WORK ORDER: Please write out the line containing "Exercise. Pick out the tree" and each line after it through the end of the data, exactly, and nothing else.

ENTRIES PROVIDED:
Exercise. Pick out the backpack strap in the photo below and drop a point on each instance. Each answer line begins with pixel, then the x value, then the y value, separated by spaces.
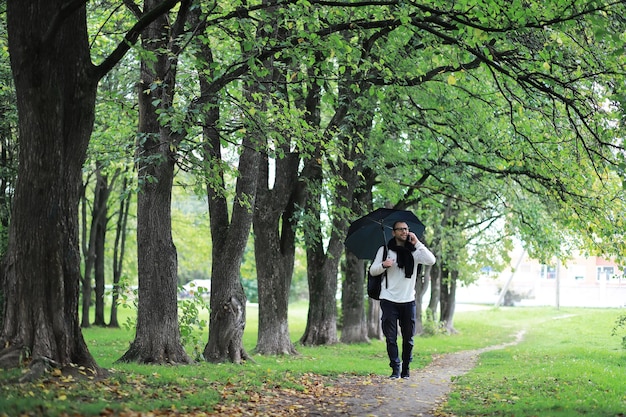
pixel 385 273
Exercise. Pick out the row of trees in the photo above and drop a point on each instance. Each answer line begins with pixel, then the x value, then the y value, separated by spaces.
pixel 489 119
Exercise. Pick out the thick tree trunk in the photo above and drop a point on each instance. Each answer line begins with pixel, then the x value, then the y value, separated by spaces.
pixel 228 300
pixel 435 291
pixel 321 327
pixel 448 301
pixel 103 190
pixel 56 98
pixel 274 248
pixel 421 287
pixel 157 337
pixel 374 314
pixel 354 329
pixel 118 251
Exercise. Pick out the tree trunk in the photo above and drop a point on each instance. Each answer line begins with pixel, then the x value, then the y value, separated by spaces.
pixel 374 328
pixel 448 301
pixel 421 287
pixel 228 300
pixel 435 291
pixel 157 337
pixel 56 98
pixel 118 250
pixel 354 329
pixel 274 248
pixel 321 327
pixel 88 248
pixel 99 275
pixel 274 223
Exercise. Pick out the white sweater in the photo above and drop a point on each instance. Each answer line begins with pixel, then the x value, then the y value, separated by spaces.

RESPONSE:
Exercise. Pick out the tree trunk in the photo above and drop a point on each instance. Each answer line begins with pixel, then the x value, then the y value, separated by spaces.
pixel 374 328
pixel 448 301
pixel 421 287
pixel 228 300
pixel 435 291
pixel 157 337
pixel 56 98
pixel 118 250
pixel 354 329
pixel 274 248
pixel 321 327
pixel 88 248
pixel 99 275
pixel 274 223
Exercise. Pick out the white sweater in the photo above and drop a point on each instance. Each answer line begins with pixel, then the x value, then the y value, separated by spaces.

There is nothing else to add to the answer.